START RECORDS FOR THIS TASK
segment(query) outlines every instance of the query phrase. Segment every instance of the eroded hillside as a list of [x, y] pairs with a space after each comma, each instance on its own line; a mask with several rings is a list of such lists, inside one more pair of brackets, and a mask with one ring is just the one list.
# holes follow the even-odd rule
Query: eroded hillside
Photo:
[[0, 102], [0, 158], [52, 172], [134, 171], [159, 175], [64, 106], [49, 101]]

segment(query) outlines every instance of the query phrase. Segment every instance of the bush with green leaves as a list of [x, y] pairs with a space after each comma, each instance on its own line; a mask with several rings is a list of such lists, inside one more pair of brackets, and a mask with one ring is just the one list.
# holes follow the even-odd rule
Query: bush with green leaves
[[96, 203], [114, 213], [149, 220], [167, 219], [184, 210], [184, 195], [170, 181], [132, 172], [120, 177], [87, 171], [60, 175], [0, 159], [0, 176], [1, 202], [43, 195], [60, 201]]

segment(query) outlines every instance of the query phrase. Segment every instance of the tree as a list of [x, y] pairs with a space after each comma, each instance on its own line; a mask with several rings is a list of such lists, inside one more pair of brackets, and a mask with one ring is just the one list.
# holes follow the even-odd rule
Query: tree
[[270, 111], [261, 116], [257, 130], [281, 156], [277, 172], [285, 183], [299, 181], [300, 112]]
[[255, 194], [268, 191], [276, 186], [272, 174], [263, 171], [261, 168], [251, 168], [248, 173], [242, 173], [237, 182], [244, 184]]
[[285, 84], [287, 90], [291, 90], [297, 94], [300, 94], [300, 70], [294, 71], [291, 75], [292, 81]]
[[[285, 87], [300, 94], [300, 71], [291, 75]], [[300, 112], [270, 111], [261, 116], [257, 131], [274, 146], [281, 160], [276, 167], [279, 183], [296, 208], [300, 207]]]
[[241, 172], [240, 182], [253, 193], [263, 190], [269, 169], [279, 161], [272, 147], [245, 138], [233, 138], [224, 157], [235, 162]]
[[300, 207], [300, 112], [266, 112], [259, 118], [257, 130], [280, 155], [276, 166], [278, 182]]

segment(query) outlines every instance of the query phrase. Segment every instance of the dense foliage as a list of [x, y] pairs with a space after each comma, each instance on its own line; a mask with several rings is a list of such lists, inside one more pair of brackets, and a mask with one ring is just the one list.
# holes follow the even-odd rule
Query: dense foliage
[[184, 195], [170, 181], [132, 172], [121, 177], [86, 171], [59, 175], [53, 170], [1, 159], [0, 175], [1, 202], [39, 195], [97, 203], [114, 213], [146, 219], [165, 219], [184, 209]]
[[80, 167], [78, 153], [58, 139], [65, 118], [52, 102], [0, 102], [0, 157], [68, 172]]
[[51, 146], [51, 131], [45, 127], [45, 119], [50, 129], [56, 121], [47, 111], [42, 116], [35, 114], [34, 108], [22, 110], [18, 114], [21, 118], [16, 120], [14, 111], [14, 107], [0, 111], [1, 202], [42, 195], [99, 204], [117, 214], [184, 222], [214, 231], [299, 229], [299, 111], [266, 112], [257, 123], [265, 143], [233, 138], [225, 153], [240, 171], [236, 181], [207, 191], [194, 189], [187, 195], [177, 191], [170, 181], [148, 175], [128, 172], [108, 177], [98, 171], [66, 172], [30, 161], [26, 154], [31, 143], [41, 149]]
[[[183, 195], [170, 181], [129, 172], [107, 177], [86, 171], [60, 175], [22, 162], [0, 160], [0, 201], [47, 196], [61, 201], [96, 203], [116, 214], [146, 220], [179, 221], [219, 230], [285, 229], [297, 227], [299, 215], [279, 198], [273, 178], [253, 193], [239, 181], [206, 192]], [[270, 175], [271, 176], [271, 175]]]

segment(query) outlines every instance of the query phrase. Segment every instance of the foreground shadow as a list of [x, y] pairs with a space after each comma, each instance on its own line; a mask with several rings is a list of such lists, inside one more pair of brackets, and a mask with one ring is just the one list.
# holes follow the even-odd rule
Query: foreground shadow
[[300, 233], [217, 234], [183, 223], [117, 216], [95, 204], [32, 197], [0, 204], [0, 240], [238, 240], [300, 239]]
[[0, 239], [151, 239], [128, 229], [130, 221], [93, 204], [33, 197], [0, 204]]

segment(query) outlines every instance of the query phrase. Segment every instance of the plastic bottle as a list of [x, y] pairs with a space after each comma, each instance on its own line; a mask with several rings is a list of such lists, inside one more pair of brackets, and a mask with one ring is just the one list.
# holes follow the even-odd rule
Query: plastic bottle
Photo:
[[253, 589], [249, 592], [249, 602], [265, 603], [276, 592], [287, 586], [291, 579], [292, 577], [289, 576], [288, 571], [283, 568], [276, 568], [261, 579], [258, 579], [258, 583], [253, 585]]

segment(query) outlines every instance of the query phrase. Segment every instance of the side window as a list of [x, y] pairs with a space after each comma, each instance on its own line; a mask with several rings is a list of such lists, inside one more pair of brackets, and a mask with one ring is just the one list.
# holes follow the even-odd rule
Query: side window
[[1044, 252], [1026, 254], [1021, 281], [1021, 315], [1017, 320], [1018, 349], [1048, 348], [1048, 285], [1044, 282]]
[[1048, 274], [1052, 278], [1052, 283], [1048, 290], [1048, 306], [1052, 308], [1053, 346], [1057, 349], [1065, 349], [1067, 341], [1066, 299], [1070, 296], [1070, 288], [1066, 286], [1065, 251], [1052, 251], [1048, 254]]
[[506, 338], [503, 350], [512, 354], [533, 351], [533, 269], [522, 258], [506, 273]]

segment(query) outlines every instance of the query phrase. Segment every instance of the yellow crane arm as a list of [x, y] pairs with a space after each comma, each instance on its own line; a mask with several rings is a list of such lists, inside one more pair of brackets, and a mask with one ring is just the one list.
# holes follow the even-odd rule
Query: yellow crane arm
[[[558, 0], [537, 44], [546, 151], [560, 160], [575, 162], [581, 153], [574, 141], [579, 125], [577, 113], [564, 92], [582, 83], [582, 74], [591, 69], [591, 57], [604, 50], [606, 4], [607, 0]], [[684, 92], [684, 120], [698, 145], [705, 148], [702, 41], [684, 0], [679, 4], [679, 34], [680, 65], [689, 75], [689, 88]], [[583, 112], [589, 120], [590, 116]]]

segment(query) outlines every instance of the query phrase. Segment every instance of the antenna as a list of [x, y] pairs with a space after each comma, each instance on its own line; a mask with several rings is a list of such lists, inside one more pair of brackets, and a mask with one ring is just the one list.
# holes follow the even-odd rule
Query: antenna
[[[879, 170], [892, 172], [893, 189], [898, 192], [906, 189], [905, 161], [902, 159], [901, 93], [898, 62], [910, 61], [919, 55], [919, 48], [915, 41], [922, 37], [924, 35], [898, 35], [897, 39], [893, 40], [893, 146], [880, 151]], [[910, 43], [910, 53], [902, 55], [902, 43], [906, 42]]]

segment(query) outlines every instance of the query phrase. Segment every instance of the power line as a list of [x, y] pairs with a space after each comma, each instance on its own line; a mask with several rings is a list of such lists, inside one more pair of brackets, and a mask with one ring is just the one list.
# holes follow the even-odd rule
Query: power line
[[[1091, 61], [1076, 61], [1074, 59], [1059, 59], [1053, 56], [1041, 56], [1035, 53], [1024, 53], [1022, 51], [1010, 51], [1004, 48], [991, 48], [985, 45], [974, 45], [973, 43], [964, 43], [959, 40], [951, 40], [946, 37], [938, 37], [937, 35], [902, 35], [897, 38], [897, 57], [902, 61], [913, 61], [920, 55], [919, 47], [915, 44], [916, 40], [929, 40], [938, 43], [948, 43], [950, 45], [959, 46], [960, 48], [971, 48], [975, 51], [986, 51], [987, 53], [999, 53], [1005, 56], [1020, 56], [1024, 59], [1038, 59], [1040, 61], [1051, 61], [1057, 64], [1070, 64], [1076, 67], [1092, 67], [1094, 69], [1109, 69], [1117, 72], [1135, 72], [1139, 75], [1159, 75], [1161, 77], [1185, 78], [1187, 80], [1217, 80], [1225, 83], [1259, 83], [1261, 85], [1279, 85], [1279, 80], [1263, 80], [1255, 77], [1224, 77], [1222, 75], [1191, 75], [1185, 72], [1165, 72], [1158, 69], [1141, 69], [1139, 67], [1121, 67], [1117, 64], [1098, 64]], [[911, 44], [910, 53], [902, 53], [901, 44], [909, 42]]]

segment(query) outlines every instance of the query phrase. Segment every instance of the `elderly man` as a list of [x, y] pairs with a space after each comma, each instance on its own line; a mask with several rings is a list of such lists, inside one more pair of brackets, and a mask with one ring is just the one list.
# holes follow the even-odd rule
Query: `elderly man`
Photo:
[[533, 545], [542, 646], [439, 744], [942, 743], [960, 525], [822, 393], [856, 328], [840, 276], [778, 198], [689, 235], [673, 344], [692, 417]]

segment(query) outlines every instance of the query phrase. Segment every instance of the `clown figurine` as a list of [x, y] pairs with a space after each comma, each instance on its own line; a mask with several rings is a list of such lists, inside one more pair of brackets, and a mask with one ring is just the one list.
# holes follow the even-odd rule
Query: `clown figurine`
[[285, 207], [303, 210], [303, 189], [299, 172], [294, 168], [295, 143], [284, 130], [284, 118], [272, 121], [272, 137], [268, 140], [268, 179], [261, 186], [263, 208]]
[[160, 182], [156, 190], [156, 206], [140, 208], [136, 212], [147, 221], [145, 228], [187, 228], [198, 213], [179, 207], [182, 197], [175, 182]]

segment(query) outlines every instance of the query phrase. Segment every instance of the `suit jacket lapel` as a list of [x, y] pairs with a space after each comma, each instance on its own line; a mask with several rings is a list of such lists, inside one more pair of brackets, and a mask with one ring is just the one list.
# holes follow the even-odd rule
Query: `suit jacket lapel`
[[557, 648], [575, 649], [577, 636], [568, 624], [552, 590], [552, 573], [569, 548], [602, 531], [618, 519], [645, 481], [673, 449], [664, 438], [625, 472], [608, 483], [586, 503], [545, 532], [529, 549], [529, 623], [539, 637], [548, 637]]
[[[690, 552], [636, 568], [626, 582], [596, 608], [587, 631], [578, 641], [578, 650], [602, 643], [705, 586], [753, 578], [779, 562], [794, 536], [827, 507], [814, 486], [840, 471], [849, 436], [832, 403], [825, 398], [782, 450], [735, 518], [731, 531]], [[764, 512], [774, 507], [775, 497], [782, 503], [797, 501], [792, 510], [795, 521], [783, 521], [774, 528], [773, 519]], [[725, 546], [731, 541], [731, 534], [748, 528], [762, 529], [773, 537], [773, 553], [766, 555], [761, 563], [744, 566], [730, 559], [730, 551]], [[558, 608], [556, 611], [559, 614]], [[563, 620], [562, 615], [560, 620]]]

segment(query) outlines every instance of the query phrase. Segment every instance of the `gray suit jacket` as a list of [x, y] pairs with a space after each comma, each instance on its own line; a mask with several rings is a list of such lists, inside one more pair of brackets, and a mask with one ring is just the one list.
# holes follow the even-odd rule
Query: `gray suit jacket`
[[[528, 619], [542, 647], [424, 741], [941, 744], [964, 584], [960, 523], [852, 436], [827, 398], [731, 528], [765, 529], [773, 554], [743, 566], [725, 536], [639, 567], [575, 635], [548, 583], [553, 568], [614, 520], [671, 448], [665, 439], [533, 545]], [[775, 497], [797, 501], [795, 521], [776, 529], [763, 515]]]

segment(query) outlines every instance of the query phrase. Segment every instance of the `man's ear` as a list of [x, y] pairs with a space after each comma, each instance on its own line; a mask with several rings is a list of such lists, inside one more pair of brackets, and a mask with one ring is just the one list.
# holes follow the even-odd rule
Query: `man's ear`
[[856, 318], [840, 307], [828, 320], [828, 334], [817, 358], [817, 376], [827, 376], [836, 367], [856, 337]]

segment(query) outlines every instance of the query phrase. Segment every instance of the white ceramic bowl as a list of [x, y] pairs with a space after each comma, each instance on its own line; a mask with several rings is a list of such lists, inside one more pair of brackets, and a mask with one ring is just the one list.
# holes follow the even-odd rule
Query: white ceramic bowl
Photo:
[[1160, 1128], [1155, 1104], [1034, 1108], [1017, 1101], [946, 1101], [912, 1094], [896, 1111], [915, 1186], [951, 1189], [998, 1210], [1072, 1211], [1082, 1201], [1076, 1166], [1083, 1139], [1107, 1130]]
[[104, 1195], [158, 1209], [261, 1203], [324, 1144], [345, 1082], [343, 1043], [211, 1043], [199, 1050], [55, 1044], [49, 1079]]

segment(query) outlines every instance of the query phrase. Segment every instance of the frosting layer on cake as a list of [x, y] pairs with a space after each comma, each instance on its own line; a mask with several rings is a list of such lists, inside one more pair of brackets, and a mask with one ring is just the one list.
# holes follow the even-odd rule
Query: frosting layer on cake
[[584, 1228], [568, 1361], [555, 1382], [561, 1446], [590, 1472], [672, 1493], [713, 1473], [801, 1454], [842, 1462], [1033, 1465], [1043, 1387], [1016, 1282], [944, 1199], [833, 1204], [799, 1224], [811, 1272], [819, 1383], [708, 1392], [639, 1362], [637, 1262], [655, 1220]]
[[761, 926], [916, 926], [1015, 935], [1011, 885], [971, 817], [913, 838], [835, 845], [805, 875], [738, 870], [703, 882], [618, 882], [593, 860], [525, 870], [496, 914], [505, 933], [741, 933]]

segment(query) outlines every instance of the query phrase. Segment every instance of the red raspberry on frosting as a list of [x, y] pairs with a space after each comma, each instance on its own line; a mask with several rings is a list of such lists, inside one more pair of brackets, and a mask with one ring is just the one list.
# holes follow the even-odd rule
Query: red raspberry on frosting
END RECORDS FOR THIS TASK
## [ABOUT THIS TASK]
Return all lines of the material that have "bottle" in them.

## [SOLUTION]
segment(query) outlines every instance of the query phrase. Segment every instance of the plastic bottle as a list of [x, y] pairs with a space after each comma, each instance on its own line; a mask with several rings is a list of such lists, inside one more pair of brackets, and a mask with one ring is just the one list.
Query: plastic bottle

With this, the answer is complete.